§ **WHAT THE EXERCISE ASKS**: Write out the records that follow with every word intact.

§ **SOURCE MATERIAL**:
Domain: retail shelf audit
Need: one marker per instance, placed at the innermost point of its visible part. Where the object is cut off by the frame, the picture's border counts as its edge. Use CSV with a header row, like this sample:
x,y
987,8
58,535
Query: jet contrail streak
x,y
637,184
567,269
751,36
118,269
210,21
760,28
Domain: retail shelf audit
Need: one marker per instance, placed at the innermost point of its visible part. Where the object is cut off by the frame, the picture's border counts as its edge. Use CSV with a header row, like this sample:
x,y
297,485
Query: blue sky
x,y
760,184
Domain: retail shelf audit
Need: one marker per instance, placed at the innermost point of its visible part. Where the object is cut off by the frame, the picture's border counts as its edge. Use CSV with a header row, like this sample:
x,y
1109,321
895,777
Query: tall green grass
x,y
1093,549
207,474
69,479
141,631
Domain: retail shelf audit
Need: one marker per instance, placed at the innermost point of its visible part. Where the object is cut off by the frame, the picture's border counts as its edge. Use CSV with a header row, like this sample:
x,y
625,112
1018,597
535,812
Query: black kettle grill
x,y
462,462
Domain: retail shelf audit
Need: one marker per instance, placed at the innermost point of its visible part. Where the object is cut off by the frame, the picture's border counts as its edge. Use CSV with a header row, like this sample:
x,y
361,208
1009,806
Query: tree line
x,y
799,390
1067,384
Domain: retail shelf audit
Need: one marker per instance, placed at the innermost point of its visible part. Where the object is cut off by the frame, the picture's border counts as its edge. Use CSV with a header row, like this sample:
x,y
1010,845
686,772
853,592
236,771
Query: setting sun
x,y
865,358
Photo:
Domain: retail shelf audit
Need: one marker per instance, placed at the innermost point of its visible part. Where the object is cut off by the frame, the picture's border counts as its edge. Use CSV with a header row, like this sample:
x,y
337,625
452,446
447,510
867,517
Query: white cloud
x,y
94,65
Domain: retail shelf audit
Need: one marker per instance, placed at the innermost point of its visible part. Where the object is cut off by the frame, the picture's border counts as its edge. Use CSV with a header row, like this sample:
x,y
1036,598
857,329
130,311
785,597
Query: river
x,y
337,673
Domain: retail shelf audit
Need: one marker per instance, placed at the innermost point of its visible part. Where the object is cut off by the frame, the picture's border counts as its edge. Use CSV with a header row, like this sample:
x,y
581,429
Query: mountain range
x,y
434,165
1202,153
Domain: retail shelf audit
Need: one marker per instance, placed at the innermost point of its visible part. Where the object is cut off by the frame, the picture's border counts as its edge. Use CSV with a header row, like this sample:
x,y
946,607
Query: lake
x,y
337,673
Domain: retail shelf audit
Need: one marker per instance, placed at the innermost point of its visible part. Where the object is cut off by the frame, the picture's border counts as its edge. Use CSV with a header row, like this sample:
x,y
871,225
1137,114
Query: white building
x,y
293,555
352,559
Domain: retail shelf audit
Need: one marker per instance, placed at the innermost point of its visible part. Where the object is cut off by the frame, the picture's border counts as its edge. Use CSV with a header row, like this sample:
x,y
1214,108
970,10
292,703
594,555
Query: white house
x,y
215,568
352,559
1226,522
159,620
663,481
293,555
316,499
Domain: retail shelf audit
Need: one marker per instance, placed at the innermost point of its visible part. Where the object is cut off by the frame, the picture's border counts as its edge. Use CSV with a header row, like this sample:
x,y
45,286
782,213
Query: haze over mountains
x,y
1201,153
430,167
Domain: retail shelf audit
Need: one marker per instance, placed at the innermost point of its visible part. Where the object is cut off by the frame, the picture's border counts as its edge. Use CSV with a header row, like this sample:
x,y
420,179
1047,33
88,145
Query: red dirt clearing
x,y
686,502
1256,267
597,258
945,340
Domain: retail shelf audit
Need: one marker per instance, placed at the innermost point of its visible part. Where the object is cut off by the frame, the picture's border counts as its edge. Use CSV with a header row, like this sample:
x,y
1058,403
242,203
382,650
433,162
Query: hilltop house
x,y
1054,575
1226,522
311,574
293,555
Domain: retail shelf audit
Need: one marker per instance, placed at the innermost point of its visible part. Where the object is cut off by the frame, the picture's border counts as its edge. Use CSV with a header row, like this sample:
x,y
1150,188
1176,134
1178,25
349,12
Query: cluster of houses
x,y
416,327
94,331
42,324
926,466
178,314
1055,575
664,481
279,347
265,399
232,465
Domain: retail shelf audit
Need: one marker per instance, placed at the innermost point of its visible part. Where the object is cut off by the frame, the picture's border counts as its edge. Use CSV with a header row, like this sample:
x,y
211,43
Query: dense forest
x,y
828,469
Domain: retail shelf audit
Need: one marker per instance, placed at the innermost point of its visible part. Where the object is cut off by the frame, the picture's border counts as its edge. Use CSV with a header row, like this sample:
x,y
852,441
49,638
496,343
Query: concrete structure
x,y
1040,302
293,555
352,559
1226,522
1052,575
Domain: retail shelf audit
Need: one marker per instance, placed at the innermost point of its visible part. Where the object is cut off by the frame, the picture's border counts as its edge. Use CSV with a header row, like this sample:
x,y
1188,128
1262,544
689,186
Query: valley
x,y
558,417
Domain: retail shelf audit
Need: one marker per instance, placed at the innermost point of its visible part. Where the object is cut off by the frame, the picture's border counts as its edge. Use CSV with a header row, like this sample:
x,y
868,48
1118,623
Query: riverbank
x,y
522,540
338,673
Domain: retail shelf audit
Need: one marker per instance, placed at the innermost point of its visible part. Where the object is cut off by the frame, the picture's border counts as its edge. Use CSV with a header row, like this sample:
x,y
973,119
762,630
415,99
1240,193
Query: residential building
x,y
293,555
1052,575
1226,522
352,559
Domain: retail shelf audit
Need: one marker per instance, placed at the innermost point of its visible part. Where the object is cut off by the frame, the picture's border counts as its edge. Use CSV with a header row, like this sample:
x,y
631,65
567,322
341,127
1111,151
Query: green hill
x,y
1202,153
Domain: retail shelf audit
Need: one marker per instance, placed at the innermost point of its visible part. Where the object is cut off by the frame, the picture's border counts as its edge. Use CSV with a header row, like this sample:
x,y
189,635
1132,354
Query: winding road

§ **SOLUTION BELOW**:
Domain: retail shelf audit
Need: one marker per instance, placed at the innermost point of its visible part. Where the object is cut off by the frame, the picture's border counts as its edge. Use CSV with a header row, like this sample:
x,y
987,8
58,535
Query: jet contrail streak
x,y
637,184
567,269
751,36
118,269
210,21
760,28
Domain: retail shelf audit
Need: one marker per instance, placed at the innermost point of its visible part. Where the object is cut off by the frame, the picture's border counts as its edge. Use CSV with a header row, like this sample:
x,y
297,485
Query: blue sky
x,y
760,184
Domain: retail shelf audit
Need: one marker per instance, placed at the innermost point of its visible part. Where the object is cut off by the frame, the picture's border counts as its edge. Use CSV with a header row, like this sample:
x,y
1109,321
895,777
Query: tall green grass
x,y
1093,549
207,474
69,479
141,631
Domain: retail shelf audit
Need: one marker per instance, placed at the innermost point of its visible part. Where the object is cut off by the frame, the picture's border counts as its edge. Use CSV with a header row, like this sample:
x,y
625,112
1018,597
535,812
Query: black kettle grill
x,y
462,462
Domain: retail shelf audit
Need: one marker per instance, placed at the innermost point of its visible part. Where the object is cut off by the frame, the picture's border counts as its edge. Use CSV with a header row, like this sample:
x,y
361,208
1009,806
Query: tree line
x,y
799,390
1067,384
Domain: retail shelf audit
Need: one marker per instance, placed at the innermost point of its visible part. Where the object is cut off by the frame, the picture's border counts as its edge. Use CSV with a header row, like this sample:
x,y
1010,845
686,772
853,592
236,771
Query: setting sun
x,y
865,358
Photo:
Domain: retail shelf audit
Need: one marker per instance, placed at the innermost point of its visible part. Where the object is cut off by the frame, the picture's border counts as its edge. Use CSV with a header row, like this sample:
x,y
337,625
452,446
447,510
867,517
Query: white cloud
x,y
94,65
Domain: retail shelf audit
Need: one marker per instance, placed at the innermost point of its visible part. Where the object is cut off by the frame, the picture's border counts as its edge. Use CSV with a header row, like this sample:
x,y
1036,598
857,329
130,311
785,597
Query: river
x,y
337,673
Domain: retail shelf audit
Need: one marker per instance, placed at the innermost point of its visible part. Where the object is cut off by the frame, the picture's border counts as its edge. Use CSV with a header row, like this sample:
x,y
581,429
Query: mountain range
x,y
434,165
1202,153
Domain: retail shelf audit
Need: one marker per instance, placed at the innermost point of its visible part. Where the object is cut off by the frame, the picture's border counts as its edge. Use CSV with a header row, like this sample:
x,y
946,607
Query: lake
x,y
337,673
Domain: retail shelf audit
Need: one marker per instance, placed at the innermost point of its visible part. Where the object is cut off by the frame, the picture's border counts as its edge. Use CSV with a header row, like this sample:
x,y
871,225
1137,114
Query: white building
x,y
293,555
352,559
Domain: retail shelf audit
Need: one marker per instance, placed at the innermost point of its visible part. Where the object is cut off by the frame, the picture's border counts as its edge. Use CSV with a header row, like this sample:
x,y
1214,108
970,10
292,703
594,555
Query: white house
x,y
215,568
352,559
1226,522
159,620
663,481
293,555
316,499
Domain: retail shelf audit
Need: one marker per instance, placed at the innermost point of its visible part. Where the object is cut off by the frame, the picture's border counts as its edge. Use CSV with a header row, like this sample:
x,y
45,286
782,213
Query: haze over mountains
x,y
1201,153
430,167
Domain: retail shelf audit
Need: one marker per instance, placed at the innermost point of its visible part. Where the object is cut off by the frame, the picture's border counts as its edge. Use CSV with a header row, like this sample:
x,y
420,179
1047,33
88,145
Query: red dirt clearing
x,y
686,502
1256,267
597,258
945,340
Domain: retail shelf audit
Need: one marker per instance, placed at the innermost point of its visible part. Where the object is cut off by the frame, the picture's border counts as its edge. Use CSV with a header row, like this sample:
x,y
1058,403
242,203
382,650
433,162
Query: hilltop house
x,y
1054,575
1226,522
311,574
293,555
Domain: retail shelf audit
Need: one marker per instance, placed at the innermost point of its visible part. Where the object is cut off by the frame, the picture's border counts as its edge. Use CSV with a header row, like this sample:
x,y
1150,188
1176,134
1178,25
349,12
Query: cluster of houses
x,y
416,327
94,331
42,324
926,466
178,314
1055,575
664,481
279,347
265,399
232,465
Domain: retail shelf audit
Need: one marker per instance, placed at the innermost point of its visible part. Where the object is cut off by the frame, the picture's border counts as its edge. Use CSV with a header row, like this sample:
x,y
211,43
Query: dense forest
x,y
828,469
Domain: retail shelf audit
Need: one marker per instance, placed at the innermost point of its visible part. Where the object is cut off by the frame, the picture's border counts as its edge. Use CSV with a header row, like this sample:
x,y
852,441
49,638
496,343
Query: concrete structure
x,y
1040,302
293,555
352,559
1226,522
1052,575
Domain: retail shelf audit
Need: one marker per instance, placed at the innermost point of its visible part. Where the object is cut off by the frame, the picture's border counts as its edge. Use CSV with a header row, like this sample:
x,y
1188,128
1262,544
689,186
Query: valley
x,y
558,417
Domain: retail shelf audit
Need: one marker per instance, placed at the innermost point of its visible part. Where the object is cut off by the frame, the picture's border counts as its edge. Use CSV with a header row, like this sample:
x,y
868,48
1118,623
Query: riverbank
x,y
522,540
338,673
Domain: retail shelf audit
Need: one marker per instance, placed at the innermost point of its visible part. Where the object is cut off by the frame, the picture's border counts as its edge. Use CSV with a header row, like this sample:
x,y
973,119
762,630
415,99
1240,193
Query: residential building
x,y
293,555
1052,575
1226,522
352,559
Domain: retail shelf audit
Need: one marker per instance, placed at the innermost point of its visible part. Where the object is cut off by the frame, the picture's border counts as its edge. Use CSV with a header row, like this sample:
x,y
631,65
567,322
341,127
1111,151
Query: green hill
x,y
1202,153
Domain: retail shelf audit
Need: one marker per instance, placed at the innermost point of its visible part. Where the object is cut off by the frame, the picture's border counts as its edge. Use CSV with a header row, like this sample:
x,y
189,635
1132,354
Query: winding road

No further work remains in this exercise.